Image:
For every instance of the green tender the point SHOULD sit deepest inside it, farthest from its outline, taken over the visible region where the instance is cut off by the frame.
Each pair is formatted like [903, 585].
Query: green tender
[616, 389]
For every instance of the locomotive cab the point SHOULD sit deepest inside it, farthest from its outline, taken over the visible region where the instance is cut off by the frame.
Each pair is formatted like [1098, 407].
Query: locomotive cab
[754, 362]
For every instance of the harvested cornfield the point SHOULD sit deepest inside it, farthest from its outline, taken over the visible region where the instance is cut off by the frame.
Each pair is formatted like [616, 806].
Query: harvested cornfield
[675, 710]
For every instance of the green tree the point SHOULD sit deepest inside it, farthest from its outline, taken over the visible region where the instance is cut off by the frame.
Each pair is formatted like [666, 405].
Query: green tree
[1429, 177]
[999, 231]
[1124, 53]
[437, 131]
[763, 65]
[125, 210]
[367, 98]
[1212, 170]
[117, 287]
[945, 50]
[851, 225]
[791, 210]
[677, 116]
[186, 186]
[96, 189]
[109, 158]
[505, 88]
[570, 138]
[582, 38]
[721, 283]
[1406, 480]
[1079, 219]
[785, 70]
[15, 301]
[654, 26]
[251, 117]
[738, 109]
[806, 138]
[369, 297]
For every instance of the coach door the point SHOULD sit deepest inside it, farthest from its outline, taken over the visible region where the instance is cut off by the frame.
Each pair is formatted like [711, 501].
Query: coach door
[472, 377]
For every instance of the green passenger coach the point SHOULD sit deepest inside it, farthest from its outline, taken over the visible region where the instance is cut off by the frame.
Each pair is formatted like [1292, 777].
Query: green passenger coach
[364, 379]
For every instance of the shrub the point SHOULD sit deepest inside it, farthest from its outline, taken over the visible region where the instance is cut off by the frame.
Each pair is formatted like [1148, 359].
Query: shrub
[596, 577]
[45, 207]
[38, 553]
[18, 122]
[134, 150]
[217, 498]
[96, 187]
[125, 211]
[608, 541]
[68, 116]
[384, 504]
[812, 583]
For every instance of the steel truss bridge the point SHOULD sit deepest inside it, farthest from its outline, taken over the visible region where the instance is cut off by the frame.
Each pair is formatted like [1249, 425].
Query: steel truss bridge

:::

### REQUEST
Please quote the records above exactly, without skipping a line.

### RESPONSE
Image:
For every instance of the green tender the point SHOULD sit deepest inside it, farthest from its outline, taken over the visible region where the instance is cut off by the frame.
Each pair is formatted like [903, 585].
Query: green tender
[616, 389]
For every instance of the locomotive cab the point SHOULD sit deepest inside it, farthest from its outline, taken over the visible region where the instance is cut off by the frame.
Each pair is formatted like [1098, 407].
Query: locomotive cab
[754, 362]
For every instance of the harvested cornfield the point SHOULD sit deepest inside it, farthest from its outline, taken over the visible region where the instance is cut off by the frame.
Each pair is formatted like [616, 806].
Query: harvested cornfield
[675, 710]
For every instance of the green tree the point SHOULD sit deepest inside it, farthest from its outline, taken over the visible region where the instance is cut off by the frame.
Each pair is formatted like [666, 405].
Query: green tree
[1429, 177]
[999, 231]
[1124, 53]
[437, 131]
[763, 65]
[125, 210]
[367, 98]
[1212, 170]
[117, 287]
[945, 50]
[851, 225]
[791, 210]
[677, 116]
[186, 186]
[96, 189]
[109, 158]
[505, 88]
[570, 138]
[582, 38]
[721, 283]
[1406, 480]
[1079, 219]
[785, 70]
[15, 301]
[654, 26]
[251, 117]
[738, 109]
[806, 138]
[369, 297]
For every instance of the coach door the point SHOULD sit deepest inside it, farthest from its outline, taken over the visible region where the instance is cut off by the frame.
Each pair is formatted like [711, 501].
Query: coach door
[472, 377]
For every instance of the green passenger coach the point SHOULD sit deepest inside it, farthest from its outline, taken over the visible region where the instance is cut off by the frame.
Each pair is formatted like [1292, 777].
Query: green passenger coach
[364, 379]
For every instance of the shrub the point SHOULD sit deepest inside it, farthest from its outline, taken over the visible region where the instance is cut off by the frame.
Each pair is formatted like [1148, 359].
Query: shrub
[596, 577]
[45, 207]
[38, 553]
[18, 122]
[134, 150]
[217, 498]
[96, 187]
[125, 211]
[608, 541]
[68, 116]
[384, 504]
[812, 583]
For every instance of the steel truss bridge the point SHOULD sit deepest inside it, farthest from its outline, taken over the visible region where the instance is cut off by the frame.
Each pair is formatted like [1249, 425].
Query: steel truss bridge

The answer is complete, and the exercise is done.